**Supplied data**:
[Start of section]
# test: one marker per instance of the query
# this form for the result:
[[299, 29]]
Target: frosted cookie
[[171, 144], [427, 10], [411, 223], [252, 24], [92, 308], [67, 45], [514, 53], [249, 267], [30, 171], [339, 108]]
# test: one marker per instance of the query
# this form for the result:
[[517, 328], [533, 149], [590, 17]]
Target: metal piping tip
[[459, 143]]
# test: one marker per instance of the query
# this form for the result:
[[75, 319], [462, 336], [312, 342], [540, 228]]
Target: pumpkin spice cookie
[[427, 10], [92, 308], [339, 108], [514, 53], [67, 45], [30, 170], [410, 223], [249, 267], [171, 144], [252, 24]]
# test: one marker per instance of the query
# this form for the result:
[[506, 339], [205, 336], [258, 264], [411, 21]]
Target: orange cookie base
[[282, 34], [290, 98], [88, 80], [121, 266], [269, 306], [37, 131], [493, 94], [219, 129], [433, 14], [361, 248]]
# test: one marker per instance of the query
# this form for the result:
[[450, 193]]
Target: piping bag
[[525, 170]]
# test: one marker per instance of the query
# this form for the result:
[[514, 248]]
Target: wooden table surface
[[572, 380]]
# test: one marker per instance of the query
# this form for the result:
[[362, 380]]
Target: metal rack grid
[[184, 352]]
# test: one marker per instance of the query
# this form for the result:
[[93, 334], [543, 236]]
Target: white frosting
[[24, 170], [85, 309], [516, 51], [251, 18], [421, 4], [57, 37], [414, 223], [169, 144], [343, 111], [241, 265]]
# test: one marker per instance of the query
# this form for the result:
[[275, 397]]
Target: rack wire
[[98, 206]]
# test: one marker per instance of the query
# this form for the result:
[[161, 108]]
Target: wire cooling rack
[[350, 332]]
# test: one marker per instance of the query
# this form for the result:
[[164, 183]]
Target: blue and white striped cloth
[End of section]
**Problem**:
Write out the data a second time, exactly the same.

**Exercise output**:
# test: one marker per instance of the query
# this form for the result:
[[299, 29]]
Target: frosted cookie
[[171, 144], [427, 10], [411, 223], [252, 24], [92, 308], [67, 45], [514, 53], [249, 267], [30, 171], [339, 108]]
# test: one marker per instance of the query
# this form for the result:
[[517, 328], [533, 149], [590, 17]]
Target: metal piping tip
[[459, 143]]
# test: one marker per instance of the query
# this form for the result:
[[75, 319], [462, 336], [312, 342], [540, 228]]
Target: pumpkin spice cookie
[[427, 10], [92, 308], [339, 108], [514, 53], [67, 45], [30, 170], [410, 223], [249, 267], [171, 144], [252, 24]]
# test: one marker per instance of the query
# this form for the result:
[[506, 339], [205, 336], [258, 264], [411, 21]]
Target: orange cookie base
[[282, 34], [290, 98], [88, 80], [121, 266], [269, 306], [37, 131], [493, 94], [219, 129], [433, 14], [361, 248]]
# test: one marker per instance of the query
# this form for the result:
[[450, 193]]
Target: piping bag
[[525, 170]]
# test: one marker per instance of the query
# this form for the result:
[[514, 248]]
Target: wooden table surface
[[572, 380]]
# test: one marker per instance of the query
# this form for the result:
[[362, 380]]
Target: metal rack grid
[[184, 352]]
# test: one marker per instance of the query
# this form for the result:
[[93, 334], [543, 236]]
Target: white frosting
[[24, 170], [85, 309], [516, 51], [251, 18], [421, 4], [57, 37], [414, 223], [169, 144], [343, 111], [241, 265]]
# test: one marker per instance of the query
# this form for the result:
[[275, 397]]
Target: rack wire
[[98, 206]]
# test: one marker per instance of the query
# this form for the result:
[[161, 108]]
Target: wire cooling rack
[[350, 332]]
# test: one marker per instance of the query
# this form for the result:
[[164, 183]]
Target: blue and white striped cloth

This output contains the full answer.